Problem statement.
Every record shown here must be duplicated without change.

Referring expression data:
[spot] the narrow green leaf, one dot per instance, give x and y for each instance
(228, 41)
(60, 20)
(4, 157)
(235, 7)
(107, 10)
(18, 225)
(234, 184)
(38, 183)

Response to the task.
[spot] the narrow green leaf, one dot per instance, give x and y for each instance
(228, 41)
(60, 20)
(4, 157)
(235, 7)
(107, 10)
(18, 225)
(234, 184)
(38, 183)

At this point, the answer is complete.